**Coordinate annotation entries**:
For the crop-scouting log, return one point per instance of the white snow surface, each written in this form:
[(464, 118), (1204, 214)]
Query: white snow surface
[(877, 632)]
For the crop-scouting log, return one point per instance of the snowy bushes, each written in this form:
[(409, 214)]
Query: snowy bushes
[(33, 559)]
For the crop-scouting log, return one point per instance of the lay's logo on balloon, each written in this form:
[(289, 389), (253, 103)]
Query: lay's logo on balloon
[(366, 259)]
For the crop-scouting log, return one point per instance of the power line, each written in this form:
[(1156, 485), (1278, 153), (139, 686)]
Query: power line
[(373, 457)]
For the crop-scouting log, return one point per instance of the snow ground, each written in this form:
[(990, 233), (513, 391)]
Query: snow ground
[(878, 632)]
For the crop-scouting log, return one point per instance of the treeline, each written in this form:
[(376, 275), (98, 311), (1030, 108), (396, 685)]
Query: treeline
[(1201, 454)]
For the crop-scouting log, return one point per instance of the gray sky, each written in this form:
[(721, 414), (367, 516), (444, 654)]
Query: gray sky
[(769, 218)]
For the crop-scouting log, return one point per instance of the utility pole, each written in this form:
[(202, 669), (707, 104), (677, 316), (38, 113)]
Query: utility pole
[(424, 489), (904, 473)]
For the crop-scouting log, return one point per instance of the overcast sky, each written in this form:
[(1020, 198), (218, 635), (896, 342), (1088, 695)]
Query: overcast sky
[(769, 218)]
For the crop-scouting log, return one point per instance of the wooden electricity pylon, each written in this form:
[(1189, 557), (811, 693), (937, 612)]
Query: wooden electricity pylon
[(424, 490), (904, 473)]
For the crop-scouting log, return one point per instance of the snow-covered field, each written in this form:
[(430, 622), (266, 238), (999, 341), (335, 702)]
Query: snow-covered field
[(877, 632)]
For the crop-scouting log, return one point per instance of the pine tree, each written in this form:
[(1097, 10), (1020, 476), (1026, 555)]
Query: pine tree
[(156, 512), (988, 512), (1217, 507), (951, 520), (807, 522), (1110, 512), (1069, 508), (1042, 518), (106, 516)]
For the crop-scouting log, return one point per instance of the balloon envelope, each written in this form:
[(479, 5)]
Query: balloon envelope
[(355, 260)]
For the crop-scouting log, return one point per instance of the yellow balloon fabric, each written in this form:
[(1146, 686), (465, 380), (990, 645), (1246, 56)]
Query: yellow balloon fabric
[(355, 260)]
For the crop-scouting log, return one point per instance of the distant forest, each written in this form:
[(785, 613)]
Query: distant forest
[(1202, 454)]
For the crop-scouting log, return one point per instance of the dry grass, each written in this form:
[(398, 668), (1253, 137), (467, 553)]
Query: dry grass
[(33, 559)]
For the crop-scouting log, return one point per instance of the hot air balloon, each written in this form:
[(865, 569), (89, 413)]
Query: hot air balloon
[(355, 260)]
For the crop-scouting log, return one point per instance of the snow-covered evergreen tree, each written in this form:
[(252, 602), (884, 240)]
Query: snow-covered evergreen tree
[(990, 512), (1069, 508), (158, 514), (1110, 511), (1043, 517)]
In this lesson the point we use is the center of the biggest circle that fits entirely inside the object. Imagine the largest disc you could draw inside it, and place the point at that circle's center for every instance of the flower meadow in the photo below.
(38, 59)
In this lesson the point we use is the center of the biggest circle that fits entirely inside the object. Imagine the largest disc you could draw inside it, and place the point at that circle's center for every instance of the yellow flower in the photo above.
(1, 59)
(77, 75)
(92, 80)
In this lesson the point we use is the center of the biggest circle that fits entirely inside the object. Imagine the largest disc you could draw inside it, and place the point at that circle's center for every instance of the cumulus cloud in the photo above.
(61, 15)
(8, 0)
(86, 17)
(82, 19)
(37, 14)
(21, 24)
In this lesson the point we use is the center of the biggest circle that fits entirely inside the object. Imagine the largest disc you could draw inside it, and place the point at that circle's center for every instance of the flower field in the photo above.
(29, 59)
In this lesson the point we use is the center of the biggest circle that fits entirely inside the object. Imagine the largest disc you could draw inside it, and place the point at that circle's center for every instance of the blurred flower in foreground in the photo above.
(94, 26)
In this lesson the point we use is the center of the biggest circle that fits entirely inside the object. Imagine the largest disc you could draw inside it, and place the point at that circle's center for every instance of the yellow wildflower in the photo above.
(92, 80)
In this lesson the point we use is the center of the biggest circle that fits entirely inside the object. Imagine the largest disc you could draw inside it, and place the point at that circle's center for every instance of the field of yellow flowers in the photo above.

**Task details**:
Reproduce all of the entries above, substituting "field survey log" for every occurrence of "crop-scouting log" and leaving everything else unchanged.

**Answer to the exercise**:
For the field survey log, return one point per instance of the white snow surface, each written in this form:
[(464, 118), (1204, 214)]
Query: white snow surface
[(877, 632)]
For the field survey log, return one point per instance of the snowy bushes, each written in this form:
[(409, 214)]
Query: snowy bushes
[(33, 559)]
For the field survey log, return one point per instance of the lay's logo on balloon, each written in this form:
[(289, 389), (253, 103)]
Query: lay's logo on balloon
[(366, 259)]
For the field survey log, return one point per instance of the power line, each written in this form:
[(1156, 485), (1278, 153), (139, 686)]
Query: power line
[(373, 457)]
For the field survey log, return one point per instance of the snow ground, each written in this form:
[(990, 233), (513, 391)]
Query: snow ground
[(878, 632)]
For the field survey log, return one point per instance of the treeline, each written in this form:
[(376, 275), (98, 311), (1030, 108), (396, 685)]
Query: treeline
[(1201, 454)]
For the field survey log, return one point per instance of the gray sky, each written in this form:
[(721, 414), (367, 516), (444, 654)]
Query: gray sky
[(769, 218)]
For the field survey log, return one point per instance of the utility pole, each written in this form:
[(202, 669), (707, 104), (677, 316), (38, 113)]
Query: utility pole
[(424, 489), (904, 473)]
For the field survey log, return one point per instance of the overcast sky, each written in this form:
[(1020, 198), (218, 635), (896, 342), (1088, 695)]
Query: overcast sky
[(769, 218)]
For the field survey log, return one point per instance of the wooden electricity pylon, each written in this form:
[(1189, 557), (811, 693), (937, 612)]
Query: wooden electricity pylon
[(424, 490), (904, 473)]
For the field survey log, return one point per instance of the snow-covered field, each written in this form:
[(430, 622), (266, 238), (999, 341), (335, 702)]
Query: snow-covered field
[(877, 632)]
For the field survey log, return one point per instance of the pine tree, each written in this form:
[(1097, 10), (1020, 476), (1026, 555)]
Query: pine tree
[(156, 512), (988, 512), (1217, 507), (951, 520), (807, 522), (1110, 512), (1069, 508), (1042, 518), (106, 516)]
For the field survey log, return one point per instance of the balloon envelope, each written in this form:
[(479, 5)]
Query: balloon envelope
[(355, 260)]
For the field survey log, return one point per instance of the yellow balloon fabric, each written in this form:
[(1146, 686), (465, 380), (990, 645), (1246, 56)]
Query: yellow balloon fabric
[(355, 260)]
For the field survey log, return one point per instance of the distant forest, each written in this form:
[(785, 613)]
Query: distant forest
[(1202, 454)]
For the field survey log, return one point per instance of the dry grass, each written in this form:
[(398, 668), (1253, 137), (467, 553)]
Query: dry grass
[(33, 559)]
For the field survey log, return one point per instance of the hot air balloon, each written in this form:
[(865, 569), (89, 413)]
Query: hot air balloon
[(355, 260)]
For the field survey log, return one point per instance of the snow-covered evergreen tree, each written in this form:
[(252, 602), (884, 240)]
Query: snow-covered evergreen tree
[(990, 512), (1069, 508), (158, 514), (1110, 511), (1043, 517)]
In this lesson the point we use is the center of the biggest circle that fits entirely inside the object. Imagine the largest disc you could draw inside it, and place the point at that circle's center for every instance of the flower meadow in the photo below.
(38, 59)
In this lesson the point we use is the center of the biggest circle that fits entirely inside the object. Imagine the largest disc you could draw inside it, and place the point at that circle's center for every instance of the yellow flower in the photo above.
(1, 59)
(77, 75)
(92, 80)
In this lesson the point we use is the center of the biggest circle that fits entirely inside the object. Imagine the largest disc you could draw inside it, and place the point at that circle's center for every instance of the cumulus cloud in the photo above.
(61, 15)
(8, 0)
(86, 17)
(82, 19)
(37, 14)
(21, 24)
In this lesson the point we use is the center of the biggest circle that fits entirely inside the object. Imagine the largest disc you could draw inside it, and place the point at that circle's center for every instance of the flower field in the photo above.
(29, 59)
In this lesson the point we use is the center of the biggest circle that fits entirely inside the object. Imagine the largest disc you could draw inside it, and place the point at that circle's center for every instance of the blurred flower in foreground in the photo above.
(94, 26)
In this lesson the point we use is the center of the biggest circle that fits entirely inside the object. Imagine the largest disc you could draw inside it, and place the point at that circle's center for every instance of the yellow wildflower in the photo above.
(92, 80)
In this lesson the point we use is the center of the biggest circle that fits entirely inside the object. Imagine the largest disc you could draw inside it, and place the point at that circle's center for every instance of the field of yellow flowers in the photo above.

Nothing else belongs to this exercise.